• [Material provided]
*-*-*

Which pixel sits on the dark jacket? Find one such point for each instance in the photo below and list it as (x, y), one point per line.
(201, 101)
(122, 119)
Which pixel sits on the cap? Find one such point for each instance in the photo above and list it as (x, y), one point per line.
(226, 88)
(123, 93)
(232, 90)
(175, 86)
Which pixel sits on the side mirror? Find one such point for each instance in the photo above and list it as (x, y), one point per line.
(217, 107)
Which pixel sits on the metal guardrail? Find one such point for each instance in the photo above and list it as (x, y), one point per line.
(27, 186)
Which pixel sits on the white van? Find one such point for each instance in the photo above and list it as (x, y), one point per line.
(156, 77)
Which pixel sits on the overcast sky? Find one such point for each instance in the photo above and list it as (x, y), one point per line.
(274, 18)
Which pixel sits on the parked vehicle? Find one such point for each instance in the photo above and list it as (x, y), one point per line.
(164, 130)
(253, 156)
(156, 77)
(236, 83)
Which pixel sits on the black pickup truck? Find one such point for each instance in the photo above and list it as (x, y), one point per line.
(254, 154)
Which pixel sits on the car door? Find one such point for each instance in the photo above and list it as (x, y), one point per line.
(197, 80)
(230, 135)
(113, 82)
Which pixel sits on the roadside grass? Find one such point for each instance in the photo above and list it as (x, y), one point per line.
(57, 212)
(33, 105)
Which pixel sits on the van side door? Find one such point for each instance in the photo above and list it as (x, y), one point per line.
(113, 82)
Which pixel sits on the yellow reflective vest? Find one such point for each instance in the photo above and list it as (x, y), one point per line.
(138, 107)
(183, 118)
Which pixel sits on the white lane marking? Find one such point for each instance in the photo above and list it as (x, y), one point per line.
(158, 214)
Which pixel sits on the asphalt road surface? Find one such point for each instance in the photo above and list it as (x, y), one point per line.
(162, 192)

*-*-*

• [Instructions for the task] Repeat every line of the material exactly as given.

• [In response]
Which pixel sits on the dark jacket? Find one such point for each instance in the photo below and list it as (x, y), one point per line.
(201, 101)
(122, 119)
Which pixel sits on the cap? Find one such point for each instance in the photo above and list it as (x, y), one point per line.
(226, 88)
(123, 93)
(232, 90)
(175, 86)
Which pixel sits on the side mirror? Find one such point for each instance in the photo above and list it as (x, y), one point per line.
(217, 107)
Which pixel sits on the metal guardrail? Find one such point for each instance in the photo above and list it as (x, y), one point per line.
(27, 186)
Which pixel sits on the white van? Find one such point for each instance in the photo above and list it as (x, y), one point per line.
(156, 77)
Which pixel sits on the overcast sky? Find one such point for each instance in the photo above and list it as (x, y), one point per line.
(274, 18)
Which pixel sits on the parked vehicle? Find one such point for each instance in the photo above and list it as (x, y), one point per line.
(164, 130)
(253, 156)
(156, 77)
(236, 83)
Which pixel sits on the black pickup truck? Find one such point for each instance in the photo above and list it as (x, y), one point per line.
(254, 154)
Which pixel sits on the car door? Find one such point for each instance in the photo above and list it as (x, y), one point per line.
(197, 80)
(230, 135)
(113, 82)
Which pixel sits on the roadside grass? Find one such point for each instance in the photo above and list it as (x, y), one point per line.
(57, 212)
(33, 105)
Which pixel sits on the van side door? Find one such point for each instance in the photo above and list it as (x, y), one point per line.
(113, 82)
Which pixel sits on the yellow reflective vest? Find one such point for each instance in the photo above and list it as (x, y), one point per line.
(138, 107)
(183, 118)
Which pixel sits on the white lane marking? Find one such point for each instance in the photo above and list it as (x, y), one point per line.
(158, 214)
Which pixel sits on the asphalt road surface? Find one such point for each instance in the photo above and list it as (x, y), one point per line.
(162, 192)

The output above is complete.